**Tâche à accomplir**
Poursuivez l'extrait d'arrêt ci-dessous sur la qualité de consommateur au sens du règlement n° 1215/2012, en reprenant juste après le motif 50.

Motif 47 : "(…), la Cour est interrogée sur la question de savoir si, dans une situation telle que celle décrite aux points 45 et 46 du présent arrêt, une personne physique peut se voir refuser la qualité de « consommateur », au sens de l’article 17, paragraphe 1, du règlement n° 1215/2012, en raison de facteurs tels que les risques liés à la conclusion de contrat tels que les CFD, la valeur des transactions, les connaissances ou l’expertise éventuelles dont dispose cette personne dans le domaine des instruments financiers ou son comportement actif sur le marché FOREX".
Motif 48 : "À cet égard, en premier lieu, il convient de relever que la Cour a déjà jugé que le champ d’application des dispositions de la section 4 du chapitre II du règlement n° 1215/2012 régissant la compétence en matière de contrats conclus par les consommateurs s’étend à tous les types de contrats, excepté celui précisé à l’article 17, paragraphe 3, de ce règlement, à savoir le contrat de transport autre que celui qui, pour un prix forfaitaire, combine voyage et hébergement (voir, en ce sens, arrêt du 2 mai 2019, Pillar Securitisation, C‑694/17, EU:C:2019:345, point 42)".
Motif 49 : "Il en découle que des instruments financiers tels que les CFD ["contrats financiers pour différences "] relèvent du champ d’application des articles 17 à 19 du règlement n° 1215/2012".
Motif 50 : "En deuxième lieu, la Cour a précisé également que le champ d’application des dispositions de la même section 4 du chapitre II du règlement n° 1215/2012 n’est pas limité à des montants particuliers (voir, en ce sens, arrêt du 2 mai 2019, Pillar Securitisation, C‑694/17, EU:C:2019:345, point 42)".

**Lignes extraites**
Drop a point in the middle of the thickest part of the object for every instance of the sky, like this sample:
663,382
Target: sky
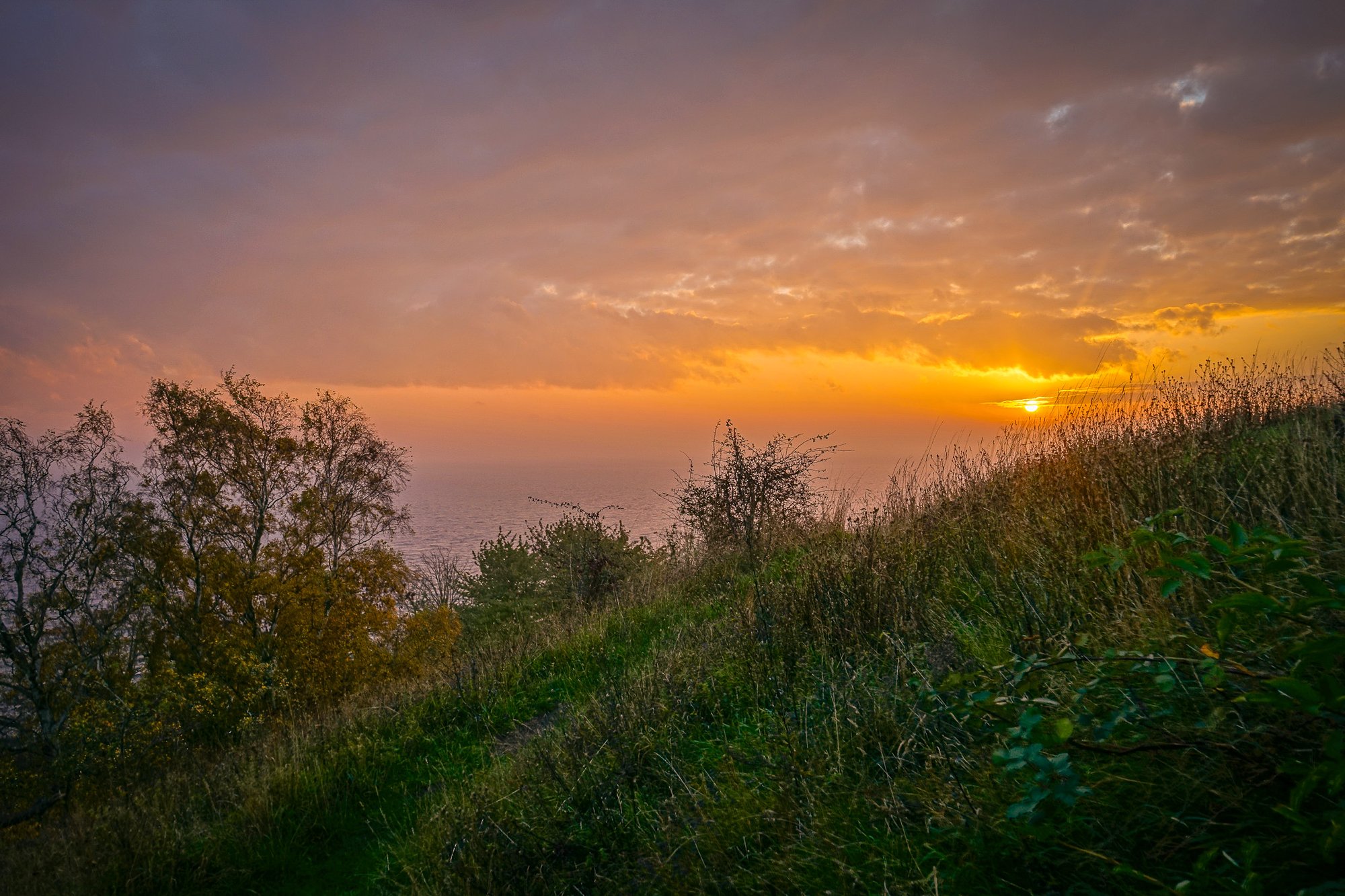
595,229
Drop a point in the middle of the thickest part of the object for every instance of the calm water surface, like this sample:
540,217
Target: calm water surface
455,506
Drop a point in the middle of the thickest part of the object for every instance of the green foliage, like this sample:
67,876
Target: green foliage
578,559
506,569
935,697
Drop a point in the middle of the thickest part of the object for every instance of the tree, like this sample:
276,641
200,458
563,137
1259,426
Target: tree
750,494
68,595
352,481
223,466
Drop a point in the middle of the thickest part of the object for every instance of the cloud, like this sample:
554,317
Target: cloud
524,194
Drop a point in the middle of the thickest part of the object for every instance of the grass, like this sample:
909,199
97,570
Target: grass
937,696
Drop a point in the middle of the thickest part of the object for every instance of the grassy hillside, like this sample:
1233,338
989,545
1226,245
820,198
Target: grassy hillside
1101,655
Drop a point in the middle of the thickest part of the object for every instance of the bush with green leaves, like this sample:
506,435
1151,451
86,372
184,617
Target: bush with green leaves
1249,701
579,557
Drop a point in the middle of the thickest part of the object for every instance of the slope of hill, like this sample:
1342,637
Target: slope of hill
1102,655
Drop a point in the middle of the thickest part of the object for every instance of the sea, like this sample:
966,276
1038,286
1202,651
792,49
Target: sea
455,506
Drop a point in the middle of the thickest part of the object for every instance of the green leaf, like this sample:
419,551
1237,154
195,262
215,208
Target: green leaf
1249,600
1323,650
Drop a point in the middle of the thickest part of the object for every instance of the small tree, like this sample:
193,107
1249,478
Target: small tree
748,494
68,596
439,580
583,557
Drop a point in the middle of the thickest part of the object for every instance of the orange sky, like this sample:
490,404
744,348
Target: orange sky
595,229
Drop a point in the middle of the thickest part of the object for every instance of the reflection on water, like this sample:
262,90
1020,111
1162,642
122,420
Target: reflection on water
455,506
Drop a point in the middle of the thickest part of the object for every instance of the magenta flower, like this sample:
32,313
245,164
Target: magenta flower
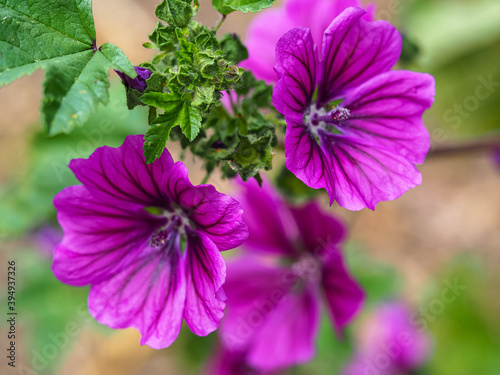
496,156
140,82
147,241
271,24
363,150
225,362
274,299
389,343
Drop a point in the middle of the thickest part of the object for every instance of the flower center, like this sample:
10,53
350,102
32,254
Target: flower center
176,225
328,121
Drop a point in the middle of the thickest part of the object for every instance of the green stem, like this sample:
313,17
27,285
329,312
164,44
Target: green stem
220,22
478,145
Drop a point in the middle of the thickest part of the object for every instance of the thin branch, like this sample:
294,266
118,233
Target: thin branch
479,145
220,22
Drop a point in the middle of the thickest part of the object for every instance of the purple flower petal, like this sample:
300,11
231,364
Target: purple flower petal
305,159
354,51
288,334
140,82
353,171
343,294
318,229
270,25
215,214
253,290
296,59
388,110
205,274
269,223
263,33
122,173
148,294
100,238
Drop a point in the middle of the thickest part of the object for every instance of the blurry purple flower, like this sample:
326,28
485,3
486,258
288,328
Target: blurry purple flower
47,238
273,308
147,241
496,156
271,24
139,83
389,343
363,150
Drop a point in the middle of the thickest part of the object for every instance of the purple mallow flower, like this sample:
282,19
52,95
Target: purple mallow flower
274,296
362,150
140,82
389,343
225,362
271,24
147,241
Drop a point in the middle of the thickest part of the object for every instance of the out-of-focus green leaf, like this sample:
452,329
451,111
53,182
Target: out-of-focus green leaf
229,6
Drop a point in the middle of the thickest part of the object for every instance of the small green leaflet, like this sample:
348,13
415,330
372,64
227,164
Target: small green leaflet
228,6
59,37
178,111
175,12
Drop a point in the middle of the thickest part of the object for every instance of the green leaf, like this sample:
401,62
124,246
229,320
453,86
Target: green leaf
178,111
175,12
233,49
190,118
58,36
228,6
73,87
119,61
33,34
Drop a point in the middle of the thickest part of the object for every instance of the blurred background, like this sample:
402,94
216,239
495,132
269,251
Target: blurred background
445,231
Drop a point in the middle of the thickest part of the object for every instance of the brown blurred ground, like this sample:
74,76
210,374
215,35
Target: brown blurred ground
455,210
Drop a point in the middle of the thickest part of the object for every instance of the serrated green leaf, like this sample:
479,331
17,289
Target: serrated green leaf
33,33
178,111
58,36
175,12
156,139
233,49
168,101
228,6
119,61
73,87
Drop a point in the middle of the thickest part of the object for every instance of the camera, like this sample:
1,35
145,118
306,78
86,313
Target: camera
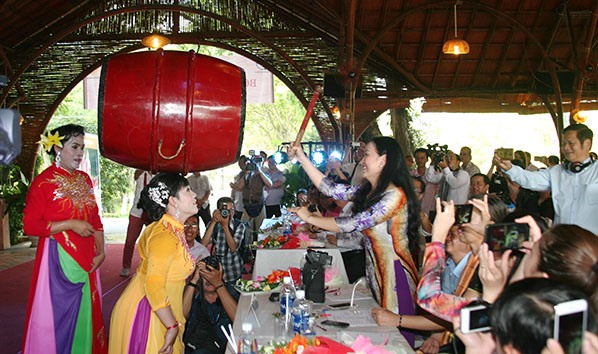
475,319
253,160
570,322
224,212
437,153
463,213
318,257
212,261
504,236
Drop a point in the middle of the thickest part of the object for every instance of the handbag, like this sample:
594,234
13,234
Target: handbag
313,275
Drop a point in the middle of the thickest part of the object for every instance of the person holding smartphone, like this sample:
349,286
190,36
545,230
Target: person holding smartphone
208,304
522,320
386,210
226,234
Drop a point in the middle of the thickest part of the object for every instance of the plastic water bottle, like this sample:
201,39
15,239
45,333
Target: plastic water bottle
301,311
302,263
287,297
247,343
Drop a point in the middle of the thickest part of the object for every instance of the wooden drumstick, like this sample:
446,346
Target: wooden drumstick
310,109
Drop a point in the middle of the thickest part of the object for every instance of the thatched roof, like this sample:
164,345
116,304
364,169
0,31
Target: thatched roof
392,49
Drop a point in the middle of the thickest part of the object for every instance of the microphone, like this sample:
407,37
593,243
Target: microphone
354,288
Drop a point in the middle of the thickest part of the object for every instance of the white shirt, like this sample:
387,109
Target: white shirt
199,251
347,241
458,183
274,195
574,195
200,185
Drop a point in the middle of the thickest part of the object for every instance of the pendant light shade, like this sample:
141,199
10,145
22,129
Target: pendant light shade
455,45
155,41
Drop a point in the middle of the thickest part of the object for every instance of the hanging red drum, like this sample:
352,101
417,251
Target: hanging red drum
171,111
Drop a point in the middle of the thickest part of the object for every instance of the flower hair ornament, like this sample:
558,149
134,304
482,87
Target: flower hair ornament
158,194
49,140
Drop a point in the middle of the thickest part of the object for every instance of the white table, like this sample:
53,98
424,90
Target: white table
262,319
269,259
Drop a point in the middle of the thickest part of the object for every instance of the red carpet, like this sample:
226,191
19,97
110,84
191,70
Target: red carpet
15,283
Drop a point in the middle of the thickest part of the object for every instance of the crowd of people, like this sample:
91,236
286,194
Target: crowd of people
397,218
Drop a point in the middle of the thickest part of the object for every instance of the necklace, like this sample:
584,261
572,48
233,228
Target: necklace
181,236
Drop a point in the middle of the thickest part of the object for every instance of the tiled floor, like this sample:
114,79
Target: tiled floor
22,252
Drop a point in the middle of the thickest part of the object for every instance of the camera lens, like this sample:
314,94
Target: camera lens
224,212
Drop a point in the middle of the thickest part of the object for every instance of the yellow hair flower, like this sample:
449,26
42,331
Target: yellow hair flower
580,117
49,140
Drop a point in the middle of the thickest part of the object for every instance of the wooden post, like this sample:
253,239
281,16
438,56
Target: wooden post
4,226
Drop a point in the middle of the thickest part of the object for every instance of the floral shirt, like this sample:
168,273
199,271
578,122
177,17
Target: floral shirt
430,296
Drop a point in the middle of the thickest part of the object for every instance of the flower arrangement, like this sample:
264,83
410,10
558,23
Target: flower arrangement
271,242
297,345
271,281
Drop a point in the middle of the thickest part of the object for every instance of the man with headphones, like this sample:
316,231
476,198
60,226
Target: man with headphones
574,183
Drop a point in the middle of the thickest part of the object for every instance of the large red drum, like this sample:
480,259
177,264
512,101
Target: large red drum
171,111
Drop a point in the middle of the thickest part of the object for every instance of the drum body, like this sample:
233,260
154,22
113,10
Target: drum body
171,111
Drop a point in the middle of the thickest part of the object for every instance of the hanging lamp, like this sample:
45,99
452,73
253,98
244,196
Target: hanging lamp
455,45
155,41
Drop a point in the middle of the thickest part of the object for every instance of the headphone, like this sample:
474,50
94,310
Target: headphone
577,167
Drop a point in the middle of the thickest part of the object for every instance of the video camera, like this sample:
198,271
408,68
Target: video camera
212,261
224,212
318,257
437,153
253,160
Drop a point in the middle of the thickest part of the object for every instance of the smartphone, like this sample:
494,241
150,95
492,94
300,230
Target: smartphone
475,319
463,213
504,236
340,305
432,216
570,320
504,154
337,324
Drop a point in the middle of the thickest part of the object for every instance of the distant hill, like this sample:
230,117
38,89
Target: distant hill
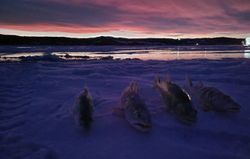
20,40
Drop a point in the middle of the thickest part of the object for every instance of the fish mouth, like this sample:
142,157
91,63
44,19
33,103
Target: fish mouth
142,126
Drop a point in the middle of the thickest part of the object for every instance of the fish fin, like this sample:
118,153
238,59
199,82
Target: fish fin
118,111
161,85
200,84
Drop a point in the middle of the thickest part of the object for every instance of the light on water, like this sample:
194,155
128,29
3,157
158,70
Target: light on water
143,53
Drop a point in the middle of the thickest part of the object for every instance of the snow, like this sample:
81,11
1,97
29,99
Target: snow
36,97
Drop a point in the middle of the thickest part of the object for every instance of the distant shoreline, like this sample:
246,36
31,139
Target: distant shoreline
105,41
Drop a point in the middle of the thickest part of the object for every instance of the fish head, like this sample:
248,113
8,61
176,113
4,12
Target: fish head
186,113
138,118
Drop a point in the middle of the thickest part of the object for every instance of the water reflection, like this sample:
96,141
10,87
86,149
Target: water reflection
146,54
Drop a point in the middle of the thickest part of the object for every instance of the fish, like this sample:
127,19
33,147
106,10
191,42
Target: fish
176,100
211,98
133,108
83,109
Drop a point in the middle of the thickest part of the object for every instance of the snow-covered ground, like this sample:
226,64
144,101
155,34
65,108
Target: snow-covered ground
36,97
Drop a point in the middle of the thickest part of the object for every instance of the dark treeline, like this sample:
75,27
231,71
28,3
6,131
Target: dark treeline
19,40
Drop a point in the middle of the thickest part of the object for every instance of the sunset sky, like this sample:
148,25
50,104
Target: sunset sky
126,18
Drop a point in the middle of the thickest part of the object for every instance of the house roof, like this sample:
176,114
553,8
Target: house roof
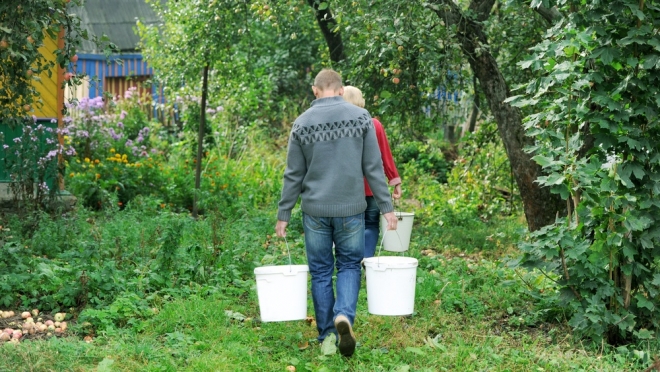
116,19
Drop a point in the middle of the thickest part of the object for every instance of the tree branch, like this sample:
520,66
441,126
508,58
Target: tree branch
327,23
551,15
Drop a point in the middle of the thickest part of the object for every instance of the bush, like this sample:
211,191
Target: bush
427,158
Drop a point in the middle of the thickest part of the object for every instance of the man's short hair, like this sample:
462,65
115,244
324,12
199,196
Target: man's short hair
328,79
353,95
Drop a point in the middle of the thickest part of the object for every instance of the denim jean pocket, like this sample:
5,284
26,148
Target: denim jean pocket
353,223
312,222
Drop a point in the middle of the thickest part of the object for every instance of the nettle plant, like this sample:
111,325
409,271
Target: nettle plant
597,135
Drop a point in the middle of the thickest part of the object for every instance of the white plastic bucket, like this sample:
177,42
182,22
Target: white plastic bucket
398,240
282,292
391,285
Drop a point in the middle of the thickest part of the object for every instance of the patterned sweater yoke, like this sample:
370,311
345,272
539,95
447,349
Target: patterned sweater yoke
332,148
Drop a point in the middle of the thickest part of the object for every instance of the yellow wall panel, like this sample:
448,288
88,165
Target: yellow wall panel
47,87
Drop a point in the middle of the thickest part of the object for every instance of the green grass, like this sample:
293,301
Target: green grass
471,314
465,320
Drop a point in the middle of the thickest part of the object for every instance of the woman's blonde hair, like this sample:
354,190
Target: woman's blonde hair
353,95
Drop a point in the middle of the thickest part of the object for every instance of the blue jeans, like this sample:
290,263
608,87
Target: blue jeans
347,233
371,227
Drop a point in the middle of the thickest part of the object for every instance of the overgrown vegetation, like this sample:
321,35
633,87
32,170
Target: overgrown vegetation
156,289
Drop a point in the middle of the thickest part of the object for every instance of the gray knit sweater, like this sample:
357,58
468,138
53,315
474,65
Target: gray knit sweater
332,147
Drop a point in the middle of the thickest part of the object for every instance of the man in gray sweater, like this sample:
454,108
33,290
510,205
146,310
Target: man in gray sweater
332,147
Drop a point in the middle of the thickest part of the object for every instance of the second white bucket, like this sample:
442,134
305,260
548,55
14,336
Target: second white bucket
398,240
282,292
391,285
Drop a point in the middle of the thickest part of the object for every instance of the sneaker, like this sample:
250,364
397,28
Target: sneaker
346,336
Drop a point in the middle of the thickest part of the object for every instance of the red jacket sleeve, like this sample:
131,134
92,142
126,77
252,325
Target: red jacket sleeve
386,155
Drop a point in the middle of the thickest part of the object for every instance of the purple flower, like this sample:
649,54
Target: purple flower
114,134
51,154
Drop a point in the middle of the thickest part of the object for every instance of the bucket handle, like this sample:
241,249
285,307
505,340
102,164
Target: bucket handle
383,241
289,253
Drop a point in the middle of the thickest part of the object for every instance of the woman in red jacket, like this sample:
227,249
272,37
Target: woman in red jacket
372,213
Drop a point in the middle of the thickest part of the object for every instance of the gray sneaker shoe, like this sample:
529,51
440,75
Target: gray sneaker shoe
346,336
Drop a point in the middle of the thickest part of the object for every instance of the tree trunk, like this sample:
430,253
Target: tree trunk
472,124
327,23
200,139
539,204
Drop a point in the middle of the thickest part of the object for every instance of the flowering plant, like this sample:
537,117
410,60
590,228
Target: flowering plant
116,152
31,159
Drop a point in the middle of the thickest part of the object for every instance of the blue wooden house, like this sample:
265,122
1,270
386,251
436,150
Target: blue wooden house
117,20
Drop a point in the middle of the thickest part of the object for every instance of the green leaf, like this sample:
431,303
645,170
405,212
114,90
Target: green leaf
328,346
555,179
105,365
606,55
543,161
644,334
570,50
651,61
415,350
644,302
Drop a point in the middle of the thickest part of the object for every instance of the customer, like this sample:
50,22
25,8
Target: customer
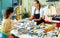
37,13
6,23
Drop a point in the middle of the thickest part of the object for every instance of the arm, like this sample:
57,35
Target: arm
30,18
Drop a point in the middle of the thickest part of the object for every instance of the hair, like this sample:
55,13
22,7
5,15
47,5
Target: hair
38,3
7,12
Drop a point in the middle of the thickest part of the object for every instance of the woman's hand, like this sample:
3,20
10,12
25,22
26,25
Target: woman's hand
36,19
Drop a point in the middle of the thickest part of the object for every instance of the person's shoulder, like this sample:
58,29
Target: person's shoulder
41,9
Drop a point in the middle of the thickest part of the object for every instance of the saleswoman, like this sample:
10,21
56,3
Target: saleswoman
7,23
37,13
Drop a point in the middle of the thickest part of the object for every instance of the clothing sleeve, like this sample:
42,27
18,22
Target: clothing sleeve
33,8
41,13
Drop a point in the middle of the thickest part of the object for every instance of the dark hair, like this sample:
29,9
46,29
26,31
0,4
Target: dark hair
38,3
7,12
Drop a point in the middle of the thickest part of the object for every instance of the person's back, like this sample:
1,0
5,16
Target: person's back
5,22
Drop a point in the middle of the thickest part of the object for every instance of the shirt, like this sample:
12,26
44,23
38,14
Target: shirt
37,12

**Réponse à la tâche**
Motif 51 : "En effet, ainsi que l’a relevé M. l’avocat général au point 51 de ses conclusions, si les articles 17 à 19 du règlement n° 1215/2012 devaient être interprétés en ce sens qu’ils ne sont pas applicables aux investissements financiers importants, l’investisseur ne serait pas en mesure, dès lors que ce règlement ne fixe pas de seuil au-delà duquel le montant d’une transaction est considéré comme étant important, de savoir s’il bénéficiera de la protection octroyée par ces dispositions, ce qui serait contraire à la volonté du législateur de l’Union, exprimée au considérant 15 dudit règlement, selon lequel les règles de compétence devraient présenter un haut degré de prévisibilité".
Motif 52 : "Or, le règlement n° 1215/2012 poursuit un objectif de sécurité juridique qui consiste à renforcer la protection juridique des personnes établies dans l’Union européenne, en permettant à la fois au demandeur d’identifier facilement la juridiction qu’il peut saisir et au défendeur de prévoir raisonnablement celle devant laquelle il peut être attrait (arrêt du 4 octobre 2018, Feniks, C‑337/17, EU:C:2018:805, point 34 et jurisprudence citée)".
Motif 53 : "Il en découle, en tant que corollaire de ce qui précède et notamment du point 51 du présent arrêt, que la circonstance, relevée dans la décision de renvoi, que la conclusion des CFD soit susceptible de comporter, pour un investisseur, des risques importants en termes de pertes financières est, en tant que telle, sans pertinence pour la qualification de celui-ci en tant que « consommateur », au sens de l’article 17, paragraphe 1, de ce règlement".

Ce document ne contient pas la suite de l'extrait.